SHORT PROBLEM:
Reproduce only the lines from the line containing "-- sample [513,332]." to the end of the entries below, including both of those lines.

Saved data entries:
-------------------------
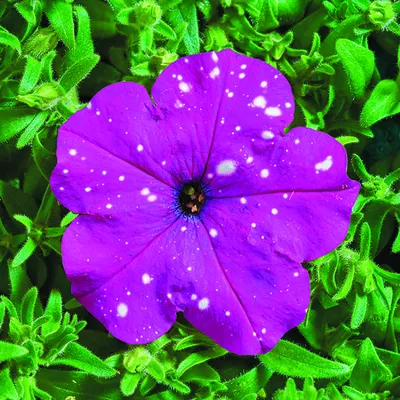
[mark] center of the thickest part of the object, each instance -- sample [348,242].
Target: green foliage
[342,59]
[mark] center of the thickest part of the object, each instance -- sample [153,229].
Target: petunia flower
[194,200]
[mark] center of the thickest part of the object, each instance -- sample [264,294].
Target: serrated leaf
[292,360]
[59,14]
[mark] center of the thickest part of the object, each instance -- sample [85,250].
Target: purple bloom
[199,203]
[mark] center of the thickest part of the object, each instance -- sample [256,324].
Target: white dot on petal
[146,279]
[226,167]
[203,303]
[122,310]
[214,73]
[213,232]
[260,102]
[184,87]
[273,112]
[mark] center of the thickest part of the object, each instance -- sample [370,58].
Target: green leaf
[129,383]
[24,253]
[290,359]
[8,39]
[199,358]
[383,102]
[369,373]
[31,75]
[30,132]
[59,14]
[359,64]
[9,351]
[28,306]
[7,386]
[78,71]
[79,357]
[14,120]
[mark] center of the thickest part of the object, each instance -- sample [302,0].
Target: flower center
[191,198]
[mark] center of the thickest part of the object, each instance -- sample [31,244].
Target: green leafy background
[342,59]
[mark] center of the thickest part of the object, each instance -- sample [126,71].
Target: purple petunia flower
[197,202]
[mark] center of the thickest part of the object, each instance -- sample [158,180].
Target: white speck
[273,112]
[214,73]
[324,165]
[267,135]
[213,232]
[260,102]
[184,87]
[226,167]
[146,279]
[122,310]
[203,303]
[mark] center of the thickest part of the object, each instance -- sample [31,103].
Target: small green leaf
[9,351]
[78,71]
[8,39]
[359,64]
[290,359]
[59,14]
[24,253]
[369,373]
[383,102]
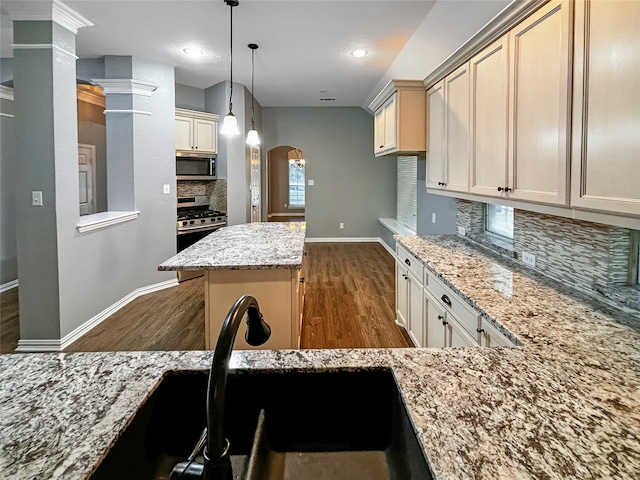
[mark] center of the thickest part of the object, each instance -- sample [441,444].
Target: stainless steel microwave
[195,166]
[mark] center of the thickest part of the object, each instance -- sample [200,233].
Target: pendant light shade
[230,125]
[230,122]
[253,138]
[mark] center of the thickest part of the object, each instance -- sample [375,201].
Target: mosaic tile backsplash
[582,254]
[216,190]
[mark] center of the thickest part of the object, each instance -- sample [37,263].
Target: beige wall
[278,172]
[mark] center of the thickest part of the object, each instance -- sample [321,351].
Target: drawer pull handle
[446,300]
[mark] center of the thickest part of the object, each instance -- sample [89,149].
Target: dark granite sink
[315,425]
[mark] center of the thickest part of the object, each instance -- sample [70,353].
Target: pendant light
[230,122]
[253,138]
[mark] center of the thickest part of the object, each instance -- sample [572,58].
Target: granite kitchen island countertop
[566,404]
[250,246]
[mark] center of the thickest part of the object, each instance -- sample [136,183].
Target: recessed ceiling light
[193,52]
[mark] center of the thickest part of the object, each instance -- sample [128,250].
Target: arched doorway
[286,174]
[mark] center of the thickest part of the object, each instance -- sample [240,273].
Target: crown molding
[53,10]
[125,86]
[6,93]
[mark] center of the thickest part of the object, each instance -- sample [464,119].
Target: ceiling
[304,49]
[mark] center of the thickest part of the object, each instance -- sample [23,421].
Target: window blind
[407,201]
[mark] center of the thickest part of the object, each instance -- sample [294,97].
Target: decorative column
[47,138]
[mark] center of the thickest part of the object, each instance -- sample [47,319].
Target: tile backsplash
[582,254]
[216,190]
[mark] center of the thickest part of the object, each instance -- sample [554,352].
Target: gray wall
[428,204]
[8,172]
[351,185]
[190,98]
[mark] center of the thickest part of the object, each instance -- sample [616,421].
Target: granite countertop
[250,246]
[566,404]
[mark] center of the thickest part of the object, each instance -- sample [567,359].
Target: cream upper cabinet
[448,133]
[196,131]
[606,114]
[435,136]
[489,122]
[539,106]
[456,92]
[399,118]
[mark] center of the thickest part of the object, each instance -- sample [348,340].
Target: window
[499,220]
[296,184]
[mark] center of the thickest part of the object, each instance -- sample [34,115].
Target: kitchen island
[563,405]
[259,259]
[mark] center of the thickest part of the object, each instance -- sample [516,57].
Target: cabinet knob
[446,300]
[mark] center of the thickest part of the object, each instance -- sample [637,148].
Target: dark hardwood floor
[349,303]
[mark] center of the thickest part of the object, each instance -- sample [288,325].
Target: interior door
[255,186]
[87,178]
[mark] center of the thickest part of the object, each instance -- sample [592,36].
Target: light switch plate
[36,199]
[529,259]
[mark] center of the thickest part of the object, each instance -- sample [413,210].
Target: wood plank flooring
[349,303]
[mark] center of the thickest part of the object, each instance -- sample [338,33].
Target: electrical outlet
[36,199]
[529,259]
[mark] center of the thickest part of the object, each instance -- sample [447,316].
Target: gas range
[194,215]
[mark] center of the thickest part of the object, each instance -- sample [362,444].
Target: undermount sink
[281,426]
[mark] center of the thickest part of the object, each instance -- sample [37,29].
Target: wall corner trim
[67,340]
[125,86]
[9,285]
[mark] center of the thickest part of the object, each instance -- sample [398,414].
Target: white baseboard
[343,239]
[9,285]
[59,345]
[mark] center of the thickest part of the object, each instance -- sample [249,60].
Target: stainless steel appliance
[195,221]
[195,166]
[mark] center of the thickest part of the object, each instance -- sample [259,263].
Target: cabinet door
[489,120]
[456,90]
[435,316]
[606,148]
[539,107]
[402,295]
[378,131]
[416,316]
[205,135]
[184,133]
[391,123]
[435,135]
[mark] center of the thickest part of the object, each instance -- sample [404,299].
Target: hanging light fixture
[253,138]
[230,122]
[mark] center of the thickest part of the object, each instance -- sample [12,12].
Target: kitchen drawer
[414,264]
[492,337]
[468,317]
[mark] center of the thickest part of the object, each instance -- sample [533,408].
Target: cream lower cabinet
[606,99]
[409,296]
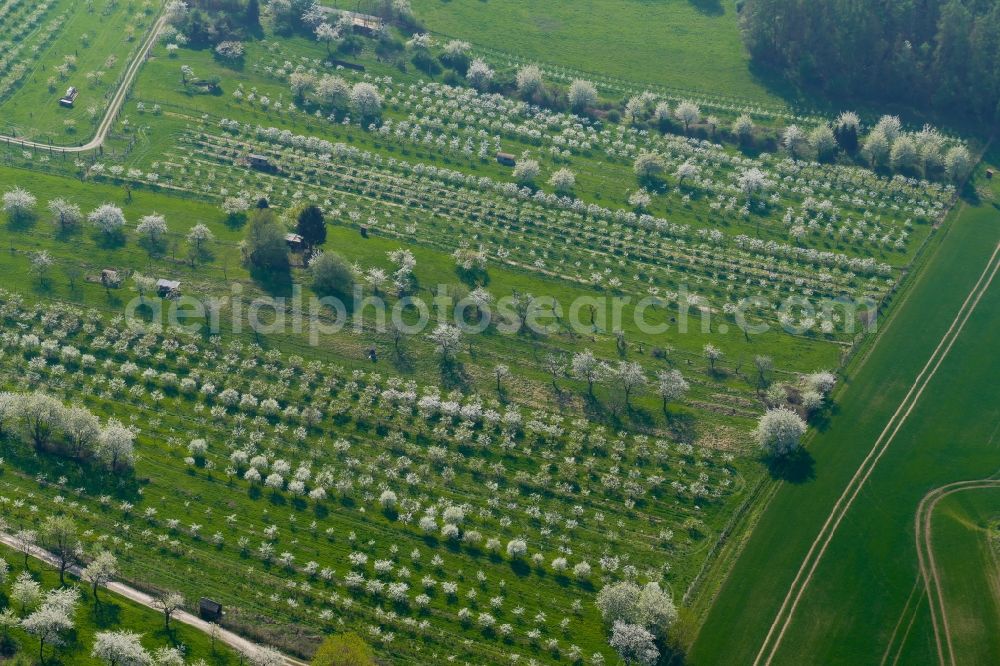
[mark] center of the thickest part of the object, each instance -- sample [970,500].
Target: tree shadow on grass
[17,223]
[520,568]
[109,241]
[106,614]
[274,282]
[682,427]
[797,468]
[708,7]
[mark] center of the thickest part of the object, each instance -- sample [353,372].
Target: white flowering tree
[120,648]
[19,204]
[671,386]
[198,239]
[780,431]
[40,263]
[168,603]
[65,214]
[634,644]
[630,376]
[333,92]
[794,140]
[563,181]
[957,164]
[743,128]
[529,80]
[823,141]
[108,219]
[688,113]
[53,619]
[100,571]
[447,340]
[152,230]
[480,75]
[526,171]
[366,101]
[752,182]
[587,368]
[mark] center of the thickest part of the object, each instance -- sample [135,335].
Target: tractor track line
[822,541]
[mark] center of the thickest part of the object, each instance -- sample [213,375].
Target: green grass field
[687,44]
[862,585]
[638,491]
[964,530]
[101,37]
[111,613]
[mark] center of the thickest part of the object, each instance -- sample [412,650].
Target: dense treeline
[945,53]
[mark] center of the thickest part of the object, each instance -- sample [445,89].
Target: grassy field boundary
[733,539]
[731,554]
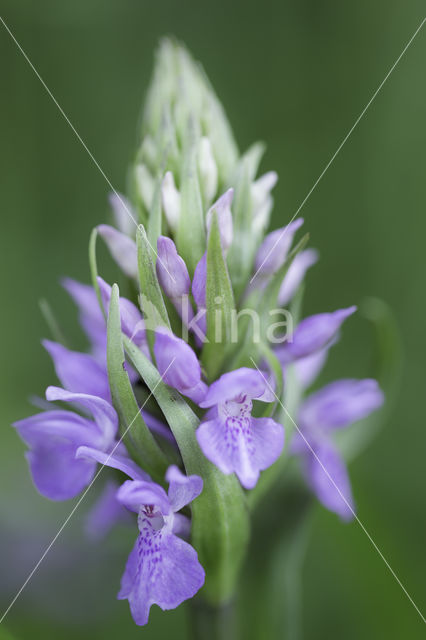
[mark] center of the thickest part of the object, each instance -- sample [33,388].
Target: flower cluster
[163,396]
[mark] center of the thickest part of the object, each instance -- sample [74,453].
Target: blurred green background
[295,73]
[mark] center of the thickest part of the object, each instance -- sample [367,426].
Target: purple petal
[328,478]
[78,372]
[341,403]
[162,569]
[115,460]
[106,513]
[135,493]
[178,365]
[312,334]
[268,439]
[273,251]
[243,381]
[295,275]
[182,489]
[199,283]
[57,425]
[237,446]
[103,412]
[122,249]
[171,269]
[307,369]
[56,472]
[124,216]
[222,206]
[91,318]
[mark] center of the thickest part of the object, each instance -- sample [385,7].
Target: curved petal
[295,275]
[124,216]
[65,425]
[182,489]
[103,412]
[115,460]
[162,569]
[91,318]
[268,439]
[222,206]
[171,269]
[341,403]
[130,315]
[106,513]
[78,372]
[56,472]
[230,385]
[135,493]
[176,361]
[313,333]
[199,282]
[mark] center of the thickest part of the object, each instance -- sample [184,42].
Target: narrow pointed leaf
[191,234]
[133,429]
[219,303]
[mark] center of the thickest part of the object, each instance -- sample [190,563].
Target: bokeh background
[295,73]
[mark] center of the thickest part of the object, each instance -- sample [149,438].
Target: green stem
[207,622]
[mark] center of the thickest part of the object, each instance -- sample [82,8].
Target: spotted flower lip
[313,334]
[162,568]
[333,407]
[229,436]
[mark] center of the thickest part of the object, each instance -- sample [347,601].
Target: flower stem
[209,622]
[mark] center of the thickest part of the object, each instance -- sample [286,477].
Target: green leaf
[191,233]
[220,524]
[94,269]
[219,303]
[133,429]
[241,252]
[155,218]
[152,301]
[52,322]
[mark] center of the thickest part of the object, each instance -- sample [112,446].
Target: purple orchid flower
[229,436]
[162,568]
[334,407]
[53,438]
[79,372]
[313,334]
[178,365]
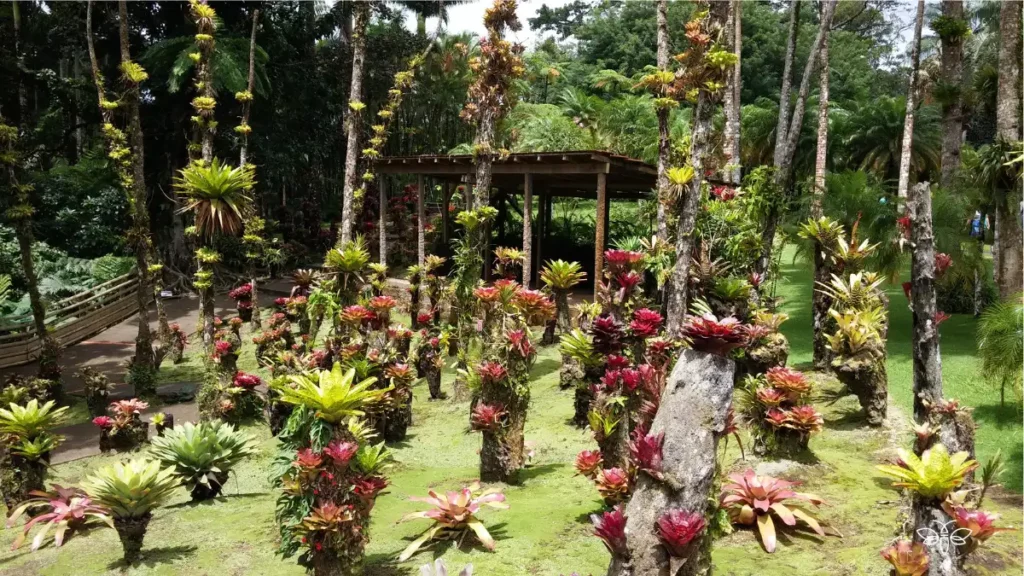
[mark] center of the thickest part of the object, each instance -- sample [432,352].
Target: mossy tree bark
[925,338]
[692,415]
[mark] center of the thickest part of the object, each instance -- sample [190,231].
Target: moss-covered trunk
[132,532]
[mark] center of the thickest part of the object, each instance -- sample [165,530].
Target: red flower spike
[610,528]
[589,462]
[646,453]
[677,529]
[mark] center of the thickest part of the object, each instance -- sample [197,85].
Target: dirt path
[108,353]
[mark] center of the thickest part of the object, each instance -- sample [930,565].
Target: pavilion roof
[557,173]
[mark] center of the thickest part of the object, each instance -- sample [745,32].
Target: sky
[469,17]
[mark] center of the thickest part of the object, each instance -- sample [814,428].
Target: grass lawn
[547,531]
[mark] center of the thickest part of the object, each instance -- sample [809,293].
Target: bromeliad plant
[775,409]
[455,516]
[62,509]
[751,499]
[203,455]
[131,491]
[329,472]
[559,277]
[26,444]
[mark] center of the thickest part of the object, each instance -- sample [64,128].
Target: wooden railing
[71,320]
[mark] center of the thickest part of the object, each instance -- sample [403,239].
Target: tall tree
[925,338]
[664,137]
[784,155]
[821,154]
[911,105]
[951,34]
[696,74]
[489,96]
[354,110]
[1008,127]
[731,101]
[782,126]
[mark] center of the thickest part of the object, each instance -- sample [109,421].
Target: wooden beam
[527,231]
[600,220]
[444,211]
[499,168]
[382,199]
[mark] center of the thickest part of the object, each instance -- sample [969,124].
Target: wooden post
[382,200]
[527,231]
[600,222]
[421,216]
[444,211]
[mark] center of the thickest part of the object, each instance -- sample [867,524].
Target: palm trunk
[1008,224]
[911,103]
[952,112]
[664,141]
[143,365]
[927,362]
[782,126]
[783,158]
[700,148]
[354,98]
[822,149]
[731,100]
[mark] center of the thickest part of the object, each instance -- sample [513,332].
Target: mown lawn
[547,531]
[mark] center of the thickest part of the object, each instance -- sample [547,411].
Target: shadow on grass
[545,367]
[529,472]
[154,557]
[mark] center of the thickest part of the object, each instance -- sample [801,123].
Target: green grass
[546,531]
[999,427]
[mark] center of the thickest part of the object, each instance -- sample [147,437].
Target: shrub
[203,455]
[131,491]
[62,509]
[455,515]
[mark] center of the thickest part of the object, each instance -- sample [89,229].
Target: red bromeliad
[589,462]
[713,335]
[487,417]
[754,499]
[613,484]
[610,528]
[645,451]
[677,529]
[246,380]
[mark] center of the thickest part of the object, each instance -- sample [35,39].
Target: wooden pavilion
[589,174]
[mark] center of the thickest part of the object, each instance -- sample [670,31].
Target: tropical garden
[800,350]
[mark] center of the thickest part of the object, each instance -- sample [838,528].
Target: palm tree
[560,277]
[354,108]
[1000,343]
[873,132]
-------------------------
COMPLETED EXERCISE:
[mark] center of the thickest part of the object, each instance -- sample [513,332].
Target: mown lawn
[547,531]
[mark] center of the thickest part of the object, each instance -- sample [547,411].
Target: shadow on grass
[545,367]
[529,472]
[154,557]
[mark] center of the thickest part of the object, each instance -- sample [801,123].
Target: green grass
[546,531]
[999,427]
[mark] center of the thickest part of the object, each instance -- sample [147,437].
Target: shrub
[203,455]
[131,491]
[62,509]
[455,515]
[mark] center of the thickest part of the object, each instance -- sample [89,229].
Target: red bromeliad
[589,462]
[713,335]
[487,417]
[754,499]
[613,484]
[610,528]
[645,451]
[677,529]
[246,380]
[mark] center of the thickest part of the object, each instance -- sample [35,39].
Target: wooden pavilion
[589,174]
[mark] center of the thickest part of the object, each instance -- sample [670,31].
Target: tropical garden
[800,350]
[mark] center of the thickest part of the object, each instance -- sample [838,528].
Target: palm tree
[560,277]
[354,108]
[1000,343]
[873,132]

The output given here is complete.